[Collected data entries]
▽

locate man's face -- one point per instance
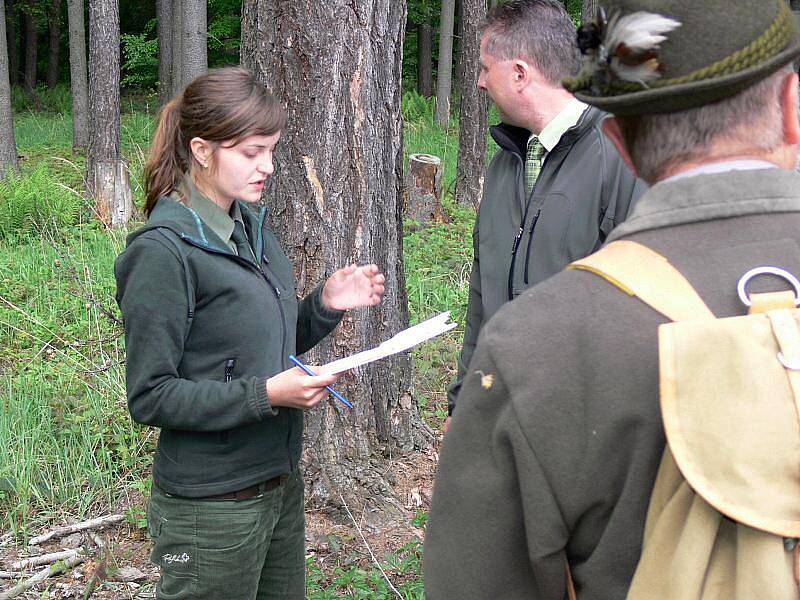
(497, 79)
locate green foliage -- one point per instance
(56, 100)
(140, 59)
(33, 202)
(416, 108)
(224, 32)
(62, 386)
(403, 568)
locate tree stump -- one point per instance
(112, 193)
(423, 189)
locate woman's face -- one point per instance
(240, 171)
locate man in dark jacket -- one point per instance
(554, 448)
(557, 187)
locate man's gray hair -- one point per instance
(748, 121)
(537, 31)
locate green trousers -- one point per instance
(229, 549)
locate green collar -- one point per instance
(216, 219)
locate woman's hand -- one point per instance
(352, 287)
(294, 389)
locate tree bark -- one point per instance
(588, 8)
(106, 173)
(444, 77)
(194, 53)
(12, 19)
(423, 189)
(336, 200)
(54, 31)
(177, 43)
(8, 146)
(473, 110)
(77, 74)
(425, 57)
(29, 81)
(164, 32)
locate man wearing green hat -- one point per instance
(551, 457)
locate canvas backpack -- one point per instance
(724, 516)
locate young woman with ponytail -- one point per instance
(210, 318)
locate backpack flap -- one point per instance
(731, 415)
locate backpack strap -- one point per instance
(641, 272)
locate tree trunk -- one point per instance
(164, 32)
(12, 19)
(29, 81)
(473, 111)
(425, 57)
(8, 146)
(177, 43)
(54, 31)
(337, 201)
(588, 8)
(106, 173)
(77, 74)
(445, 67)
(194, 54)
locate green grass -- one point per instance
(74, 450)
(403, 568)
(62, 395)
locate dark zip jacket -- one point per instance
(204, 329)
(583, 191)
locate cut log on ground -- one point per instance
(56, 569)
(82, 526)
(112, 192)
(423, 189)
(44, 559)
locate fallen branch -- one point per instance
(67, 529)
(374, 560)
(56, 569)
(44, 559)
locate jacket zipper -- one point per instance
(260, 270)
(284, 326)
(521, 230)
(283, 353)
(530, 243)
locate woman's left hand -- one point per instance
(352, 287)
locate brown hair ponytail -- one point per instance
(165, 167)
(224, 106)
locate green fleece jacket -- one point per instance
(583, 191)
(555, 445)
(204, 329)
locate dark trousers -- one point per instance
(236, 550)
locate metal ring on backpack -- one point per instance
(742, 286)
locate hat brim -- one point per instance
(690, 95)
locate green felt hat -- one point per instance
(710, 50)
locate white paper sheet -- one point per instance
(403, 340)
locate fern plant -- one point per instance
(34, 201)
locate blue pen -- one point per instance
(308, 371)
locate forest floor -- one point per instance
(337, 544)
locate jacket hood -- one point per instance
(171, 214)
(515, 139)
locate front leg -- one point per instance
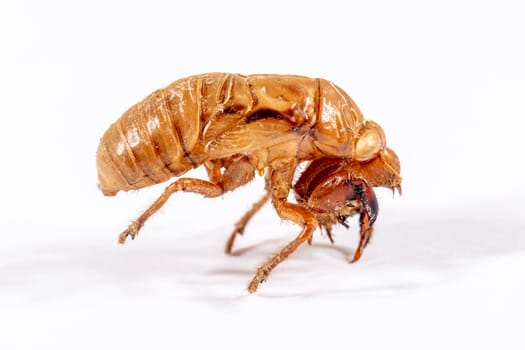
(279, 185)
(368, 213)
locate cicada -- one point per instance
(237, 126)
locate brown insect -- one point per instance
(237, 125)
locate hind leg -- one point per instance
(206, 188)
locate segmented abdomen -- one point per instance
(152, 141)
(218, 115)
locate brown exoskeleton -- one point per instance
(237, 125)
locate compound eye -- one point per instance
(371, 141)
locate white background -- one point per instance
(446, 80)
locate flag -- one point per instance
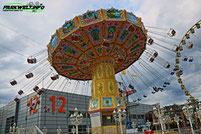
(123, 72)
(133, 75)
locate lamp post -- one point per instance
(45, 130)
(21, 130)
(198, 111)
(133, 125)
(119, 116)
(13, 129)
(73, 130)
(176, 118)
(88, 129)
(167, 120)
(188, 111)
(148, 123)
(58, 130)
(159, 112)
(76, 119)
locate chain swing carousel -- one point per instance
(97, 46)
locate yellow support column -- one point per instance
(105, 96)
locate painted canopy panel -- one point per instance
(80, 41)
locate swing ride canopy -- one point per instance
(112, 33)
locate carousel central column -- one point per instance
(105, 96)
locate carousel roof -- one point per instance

△

_Your instructions:_ Keep the pictures out of the copy and write out the data exactly as it stands.

_Response to the exercise:_
locate man's face -- one point per instance
(497, 79)
locate green foliage -- one point per instance
(56, 100)
(140, 59)
(33, 202)
(416, 108)
(224, 32)
(62, 386)
(403, 568)
locate tree stump -- one point per instance
(112, 193)
(423, 189)
locate woman's face -- one point per instance
(240, 171)
locate man in dark jacket -- one point per instance
(554, 448)
(557, 187)
locate man's gray hair -- one point per instance
(748, 121)
(537, 31)
locate green trousers -- one point per instance
(229, 549)
locate green collar -- one point per instance
(216, 219)
locate woman's hand -- one point per instance
(352, 287)
(294, 389)
locate tree bark -- one point per instance
(588, 8)
(106, 173)
(444, 77)
(194, 53)
(12, 19)
(423, 189)
(336, 200)
(54, 31)
(177, 43)
(8, 146)
(473, 110)
(77, 74)
(425, 57)
(29, 81)
(164, 32)
locate man wearing green hat -- one point per instance
(551, 457)
locate canvas backpack -- one point per instance
(724, 516)
locate young woman with ponytail -- one point per instance
(210, 318)
locate backpack flap -- one point per instance
(731, 415)
locate backpack strap -- one point per instance
(641, 272)
locate tree trunk -- one point per instance
(164, 32)
(12, 19)
(29, 81)
(473, 111)
(425, 57)
(8, 146)
(177, 43)
(54, 31)
(337, 201)
(588, 8)
(106, 173)
(77, 74)
(445, 67)
(194, 54)
locate green grass -- one point per instance
(74, 450)
(403, 568)
(62, 395)
locate dark zip jacket -- one point per instance
(204, 329)
(583, 191)
locate cut log on ground -- one point per instance
(56, 569)
(82, 526)
(112, 192)
(423, 189)
(44, 559)
locate fallen branch -- one point per instance
(67, 529)
(374, 560)
(56, 569)
(44, 559)
locate jacket zipper -- one point per instance
(260, 270)
(284, 326)
(521, 230)
(283, 353)
(530, 243)
locate woman's left hand -- one point per instance
(352, 287)
locate brown hair ponytail -- one point per instance
(165, 167)
(224, 106)
locate green fleece jacket -- one point per instance
(583, 191)
(555, 445)
(204, 329)
locate dark trousers -- one point per instance
(236, 550)
locate metal ring on backpack -- one point per instance
(742, 286)
locate hat brim -- one point per instance
(690, 95)
locate green felt hat -- one point per instance
(710, 50)
locate white paper sheet -- one point per instance
(403, 340)
locate fern plant -- one point per instance
(34, 201)
locate blue pen -- one point per instance
(308, 371)
locate forest floor -- one point per instance
(337, 544)
locate jacket hood -- one point per instance
(171, 214)
(515, 139)
locate front leg -- one point per instance
(279, 185)
(368, 213)
locate cicada -- one point per instance
(237, 126)
locate brown insect -- one point per instance
(237, 125)
locate hind leg -- one point per instance
(206, 188)
locate segmented abdomen -- one point per instance
(152, 141)
(218, 115)
locate brown exoskeleton -- one point per instance
(237, 125)
locate compound eye -- one point per instance
(371, 141)
locate white background -- one point per instance
(446, 80)
locate flag -- one point per instance
(123, 72)
(133, 75)
locate lamp post -- one point per instance
(45, 130)
(21, 130)
(198, 111)
(133, 125)
(119, 116)
(13, 129)
(73, 130)
(176, 118)
(88, 129)
(167, 120)
(188, 111)
(148, 123)
(58, 130)
(159, 112)
(76, 119)
locate chain swing carousel -- one point per instance
(97, 46)
locate yellow support column -- one point per instance
(105, 96)
locate painted canopy panel -- one point per instance
(80, 41)
locate swing ride canopy -- one point per instance
(112, 33)
locate carousel central column -- one point per instance
(105, 96)
locate carousel roof -- one point per instance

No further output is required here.